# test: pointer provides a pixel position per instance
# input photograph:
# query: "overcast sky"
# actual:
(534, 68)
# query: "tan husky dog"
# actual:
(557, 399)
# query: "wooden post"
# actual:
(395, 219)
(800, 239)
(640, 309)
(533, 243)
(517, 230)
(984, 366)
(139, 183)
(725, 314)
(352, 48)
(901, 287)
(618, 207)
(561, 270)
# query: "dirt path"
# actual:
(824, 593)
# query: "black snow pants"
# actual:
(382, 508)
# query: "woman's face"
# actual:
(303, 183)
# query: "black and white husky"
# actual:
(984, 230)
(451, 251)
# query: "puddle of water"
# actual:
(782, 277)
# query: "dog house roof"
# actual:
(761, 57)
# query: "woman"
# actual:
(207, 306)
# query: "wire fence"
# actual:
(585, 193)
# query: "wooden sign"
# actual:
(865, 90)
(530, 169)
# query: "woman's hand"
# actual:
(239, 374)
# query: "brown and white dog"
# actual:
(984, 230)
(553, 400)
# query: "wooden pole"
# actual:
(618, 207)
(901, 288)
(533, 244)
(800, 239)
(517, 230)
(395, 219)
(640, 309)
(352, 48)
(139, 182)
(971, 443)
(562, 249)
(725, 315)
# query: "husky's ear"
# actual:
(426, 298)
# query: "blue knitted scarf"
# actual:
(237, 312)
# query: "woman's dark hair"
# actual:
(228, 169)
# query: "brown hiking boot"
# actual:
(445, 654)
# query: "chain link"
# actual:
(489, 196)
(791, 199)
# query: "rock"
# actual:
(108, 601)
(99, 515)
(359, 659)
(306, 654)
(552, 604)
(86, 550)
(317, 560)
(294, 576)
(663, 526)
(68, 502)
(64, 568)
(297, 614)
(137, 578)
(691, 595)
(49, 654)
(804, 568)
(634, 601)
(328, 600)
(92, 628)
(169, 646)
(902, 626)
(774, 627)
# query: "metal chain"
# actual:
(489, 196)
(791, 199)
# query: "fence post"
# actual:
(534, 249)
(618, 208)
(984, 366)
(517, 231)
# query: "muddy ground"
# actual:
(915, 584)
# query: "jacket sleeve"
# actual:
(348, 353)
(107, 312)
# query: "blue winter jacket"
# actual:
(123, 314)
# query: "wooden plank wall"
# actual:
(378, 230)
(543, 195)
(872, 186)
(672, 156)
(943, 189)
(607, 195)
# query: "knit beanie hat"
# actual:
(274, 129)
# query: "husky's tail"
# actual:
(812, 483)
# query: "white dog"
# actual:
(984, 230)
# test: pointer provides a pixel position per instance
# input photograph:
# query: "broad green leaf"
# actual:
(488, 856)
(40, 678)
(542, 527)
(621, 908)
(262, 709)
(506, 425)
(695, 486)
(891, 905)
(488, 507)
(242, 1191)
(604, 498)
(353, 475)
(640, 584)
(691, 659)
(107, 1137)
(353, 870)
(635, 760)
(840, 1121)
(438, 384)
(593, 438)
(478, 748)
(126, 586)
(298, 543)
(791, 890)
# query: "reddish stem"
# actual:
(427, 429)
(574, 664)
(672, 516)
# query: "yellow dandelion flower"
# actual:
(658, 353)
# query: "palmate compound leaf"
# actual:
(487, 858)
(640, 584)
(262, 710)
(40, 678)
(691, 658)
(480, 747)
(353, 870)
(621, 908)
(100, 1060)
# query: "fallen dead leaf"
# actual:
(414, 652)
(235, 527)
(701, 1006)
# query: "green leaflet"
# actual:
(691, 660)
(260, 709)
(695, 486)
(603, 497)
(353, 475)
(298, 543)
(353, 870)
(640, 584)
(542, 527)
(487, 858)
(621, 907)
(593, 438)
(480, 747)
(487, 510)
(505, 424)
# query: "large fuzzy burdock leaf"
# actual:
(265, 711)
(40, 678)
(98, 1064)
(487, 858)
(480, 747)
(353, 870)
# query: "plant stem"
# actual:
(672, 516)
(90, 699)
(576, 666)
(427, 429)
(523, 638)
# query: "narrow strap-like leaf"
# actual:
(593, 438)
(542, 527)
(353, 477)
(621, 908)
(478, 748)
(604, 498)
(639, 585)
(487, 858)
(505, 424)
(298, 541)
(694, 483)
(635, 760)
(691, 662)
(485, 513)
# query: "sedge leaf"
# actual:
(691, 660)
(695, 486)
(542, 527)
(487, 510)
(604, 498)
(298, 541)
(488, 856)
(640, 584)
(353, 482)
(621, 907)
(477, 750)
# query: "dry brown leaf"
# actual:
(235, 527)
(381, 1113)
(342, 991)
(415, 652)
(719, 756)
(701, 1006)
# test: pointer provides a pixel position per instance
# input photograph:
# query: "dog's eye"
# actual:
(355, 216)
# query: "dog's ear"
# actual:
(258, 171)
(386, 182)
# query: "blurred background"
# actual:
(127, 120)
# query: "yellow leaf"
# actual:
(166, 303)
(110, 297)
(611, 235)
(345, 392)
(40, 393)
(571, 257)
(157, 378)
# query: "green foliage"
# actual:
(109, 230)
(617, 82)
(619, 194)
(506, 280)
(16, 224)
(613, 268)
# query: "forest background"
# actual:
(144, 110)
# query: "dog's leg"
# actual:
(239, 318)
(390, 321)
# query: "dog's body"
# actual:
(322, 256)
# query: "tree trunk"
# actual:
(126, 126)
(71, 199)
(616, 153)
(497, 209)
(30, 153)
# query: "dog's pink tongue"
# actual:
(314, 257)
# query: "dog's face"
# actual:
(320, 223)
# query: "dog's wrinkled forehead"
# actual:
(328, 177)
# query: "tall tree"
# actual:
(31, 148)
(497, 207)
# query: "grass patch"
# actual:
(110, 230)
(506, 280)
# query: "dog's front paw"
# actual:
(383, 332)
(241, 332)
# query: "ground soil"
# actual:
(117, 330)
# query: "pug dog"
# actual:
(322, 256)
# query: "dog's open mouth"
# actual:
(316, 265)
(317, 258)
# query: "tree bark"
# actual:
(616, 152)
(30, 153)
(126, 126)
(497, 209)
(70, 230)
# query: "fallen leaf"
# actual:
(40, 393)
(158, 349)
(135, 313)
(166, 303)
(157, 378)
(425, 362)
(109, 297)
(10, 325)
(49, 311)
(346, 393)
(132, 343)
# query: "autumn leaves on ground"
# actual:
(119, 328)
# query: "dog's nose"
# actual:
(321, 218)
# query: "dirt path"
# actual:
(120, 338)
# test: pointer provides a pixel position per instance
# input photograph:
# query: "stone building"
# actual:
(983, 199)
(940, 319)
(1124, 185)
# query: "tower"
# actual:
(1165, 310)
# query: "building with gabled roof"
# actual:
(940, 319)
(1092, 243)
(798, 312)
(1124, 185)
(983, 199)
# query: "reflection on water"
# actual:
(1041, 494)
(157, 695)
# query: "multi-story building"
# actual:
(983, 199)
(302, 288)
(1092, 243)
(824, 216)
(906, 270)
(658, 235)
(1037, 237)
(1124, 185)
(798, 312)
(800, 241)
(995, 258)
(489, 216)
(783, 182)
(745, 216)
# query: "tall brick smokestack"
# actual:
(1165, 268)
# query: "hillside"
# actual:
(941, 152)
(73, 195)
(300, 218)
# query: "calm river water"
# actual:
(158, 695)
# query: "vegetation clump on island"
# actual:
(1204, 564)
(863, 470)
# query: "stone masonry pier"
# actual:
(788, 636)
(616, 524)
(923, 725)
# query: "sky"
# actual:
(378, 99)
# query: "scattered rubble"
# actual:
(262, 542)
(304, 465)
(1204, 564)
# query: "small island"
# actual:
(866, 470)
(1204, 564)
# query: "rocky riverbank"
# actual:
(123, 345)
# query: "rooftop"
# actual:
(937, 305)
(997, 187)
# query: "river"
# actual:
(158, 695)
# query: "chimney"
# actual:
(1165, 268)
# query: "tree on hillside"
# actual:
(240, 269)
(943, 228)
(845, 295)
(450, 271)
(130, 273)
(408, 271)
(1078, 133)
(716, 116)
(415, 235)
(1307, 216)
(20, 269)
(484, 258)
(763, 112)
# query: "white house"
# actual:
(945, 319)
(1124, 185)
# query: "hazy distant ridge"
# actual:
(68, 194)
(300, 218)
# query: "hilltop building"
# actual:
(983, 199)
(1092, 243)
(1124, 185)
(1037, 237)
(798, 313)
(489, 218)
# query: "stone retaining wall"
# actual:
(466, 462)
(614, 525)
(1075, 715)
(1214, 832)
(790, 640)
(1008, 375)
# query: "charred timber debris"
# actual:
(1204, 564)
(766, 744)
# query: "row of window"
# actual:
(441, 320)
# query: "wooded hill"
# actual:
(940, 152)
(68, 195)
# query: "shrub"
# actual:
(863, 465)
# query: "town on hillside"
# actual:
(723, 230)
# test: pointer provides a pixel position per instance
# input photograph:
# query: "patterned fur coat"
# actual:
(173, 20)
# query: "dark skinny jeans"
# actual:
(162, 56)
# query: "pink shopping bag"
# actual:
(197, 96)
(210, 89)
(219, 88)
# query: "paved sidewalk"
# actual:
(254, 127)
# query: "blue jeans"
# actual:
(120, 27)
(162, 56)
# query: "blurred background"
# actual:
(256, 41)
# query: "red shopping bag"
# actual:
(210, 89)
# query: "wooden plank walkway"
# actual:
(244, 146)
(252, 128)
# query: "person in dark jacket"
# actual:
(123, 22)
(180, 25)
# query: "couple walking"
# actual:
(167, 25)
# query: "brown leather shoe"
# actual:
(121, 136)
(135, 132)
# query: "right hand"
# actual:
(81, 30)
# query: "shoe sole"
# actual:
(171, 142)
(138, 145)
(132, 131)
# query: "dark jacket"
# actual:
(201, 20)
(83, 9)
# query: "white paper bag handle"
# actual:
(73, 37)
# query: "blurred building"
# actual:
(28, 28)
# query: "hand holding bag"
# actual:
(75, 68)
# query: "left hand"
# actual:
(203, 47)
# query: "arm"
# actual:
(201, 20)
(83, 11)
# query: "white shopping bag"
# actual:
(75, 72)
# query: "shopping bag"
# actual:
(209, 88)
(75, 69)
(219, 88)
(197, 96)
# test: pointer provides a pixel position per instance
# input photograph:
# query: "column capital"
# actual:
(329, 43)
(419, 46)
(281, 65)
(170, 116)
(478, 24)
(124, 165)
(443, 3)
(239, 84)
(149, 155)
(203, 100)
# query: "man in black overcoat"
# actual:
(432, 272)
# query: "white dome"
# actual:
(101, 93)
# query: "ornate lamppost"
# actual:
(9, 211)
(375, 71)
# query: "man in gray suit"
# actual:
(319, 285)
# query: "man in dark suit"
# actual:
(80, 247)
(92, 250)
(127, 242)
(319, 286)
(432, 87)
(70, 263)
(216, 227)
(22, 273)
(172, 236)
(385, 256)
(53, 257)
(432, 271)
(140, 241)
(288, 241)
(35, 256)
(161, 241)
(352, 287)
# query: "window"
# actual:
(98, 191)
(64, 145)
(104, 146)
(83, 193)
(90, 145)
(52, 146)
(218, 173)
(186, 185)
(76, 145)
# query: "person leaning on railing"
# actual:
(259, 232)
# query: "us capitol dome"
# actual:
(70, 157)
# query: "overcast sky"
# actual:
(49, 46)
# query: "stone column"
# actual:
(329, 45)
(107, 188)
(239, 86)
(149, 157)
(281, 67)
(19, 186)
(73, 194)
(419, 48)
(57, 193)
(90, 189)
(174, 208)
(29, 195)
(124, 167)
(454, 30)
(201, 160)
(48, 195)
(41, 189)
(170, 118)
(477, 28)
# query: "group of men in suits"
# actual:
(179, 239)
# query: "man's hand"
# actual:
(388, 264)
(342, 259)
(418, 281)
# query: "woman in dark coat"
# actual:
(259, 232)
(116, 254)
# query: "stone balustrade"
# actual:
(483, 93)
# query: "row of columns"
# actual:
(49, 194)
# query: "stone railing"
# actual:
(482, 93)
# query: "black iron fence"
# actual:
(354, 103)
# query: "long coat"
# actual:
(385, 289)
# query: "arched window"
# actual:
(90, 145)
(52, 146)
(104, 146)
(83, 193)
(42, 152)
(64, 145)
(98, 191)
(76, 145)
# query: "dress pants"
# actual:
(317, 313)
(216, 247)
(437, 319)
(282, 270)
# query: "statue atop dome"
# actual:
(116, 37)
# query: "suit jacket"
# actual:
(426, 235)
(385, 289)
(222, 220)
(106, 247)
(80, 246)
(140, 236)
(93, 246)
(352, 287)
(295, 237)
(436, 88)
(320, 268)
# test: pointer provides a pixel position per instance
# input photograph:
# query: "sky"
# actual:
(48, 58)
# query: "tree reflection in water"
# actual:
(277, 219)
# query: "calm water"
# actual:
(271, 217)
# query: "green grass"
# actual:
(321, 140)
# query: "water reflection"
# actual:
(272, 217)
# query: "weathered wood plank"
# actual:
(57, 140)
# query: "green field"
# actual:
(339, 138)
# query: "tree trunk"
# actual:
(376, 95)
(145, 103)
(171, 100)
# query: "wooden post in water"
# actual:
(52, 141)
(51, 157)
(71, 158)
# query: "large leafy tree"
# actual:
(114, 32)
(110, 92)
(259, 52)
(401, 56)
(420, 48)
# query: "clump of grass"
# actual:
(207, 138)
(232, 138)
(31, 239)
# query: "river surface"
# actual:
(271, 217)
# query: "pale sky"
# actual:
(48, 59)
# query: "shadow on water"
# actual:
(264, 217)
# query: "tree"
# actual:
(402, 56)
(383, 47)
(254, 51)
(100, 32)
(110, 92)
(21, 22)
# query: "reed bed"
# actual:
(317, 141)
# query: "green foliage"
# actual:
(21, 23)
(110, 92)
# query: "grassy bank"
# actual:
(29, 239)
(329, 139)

Your objective >> List every line in the data above that includes the word "large".

In response >>
# query: "large fuzzy burdock leaf"
# query: "large leafy tree"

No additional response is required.